EXERCISE DIRECTIONS
List, from the lines below, each one with "green" in it.

============

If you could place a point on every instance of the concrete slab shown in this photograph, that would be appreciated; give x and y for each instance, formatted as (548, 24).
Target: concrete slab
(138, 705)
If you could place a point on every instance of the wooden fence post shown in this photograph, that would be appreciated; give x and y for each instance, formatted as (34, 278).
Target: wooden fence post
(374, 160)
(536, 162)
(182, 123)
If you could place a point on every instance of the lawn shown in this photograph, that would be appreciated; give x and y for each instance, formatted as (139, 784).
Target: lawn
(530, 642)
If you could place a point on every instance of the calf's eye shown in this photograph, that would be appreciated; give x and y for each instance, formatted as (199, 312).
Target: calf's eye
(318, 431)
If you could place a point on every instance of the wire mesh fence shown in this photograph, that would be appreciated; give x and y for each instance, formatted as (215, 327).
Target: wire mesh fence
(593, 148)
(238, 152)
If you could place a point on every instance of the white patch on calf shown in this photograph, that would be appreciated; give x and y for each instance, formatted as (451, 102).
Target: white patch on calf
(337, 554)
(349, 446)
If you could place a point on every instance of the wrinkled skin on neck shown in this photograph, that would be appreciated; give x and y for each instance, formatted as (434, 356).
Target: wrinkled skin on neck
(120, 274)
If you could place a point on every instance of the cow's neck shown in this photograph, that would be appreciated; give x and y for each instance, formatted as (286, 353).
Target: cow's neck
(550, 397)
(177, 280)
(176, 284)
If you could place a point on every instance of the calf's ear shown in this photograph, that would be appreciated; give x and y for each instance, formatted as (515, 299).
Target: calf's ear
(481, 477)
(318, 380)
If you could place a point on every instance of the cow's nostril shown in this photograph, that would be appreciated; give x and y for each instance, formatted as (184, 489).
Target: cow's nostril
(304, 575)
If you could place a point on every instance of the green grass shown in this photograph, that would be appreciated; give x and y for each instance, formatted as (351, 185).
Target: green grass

============

TASK ANSWER
If you could place a point on every instance of the green grass shown in this photograph, that would be appreciated; give x and y for each instance, formatted as (351, 185).
Target: green grass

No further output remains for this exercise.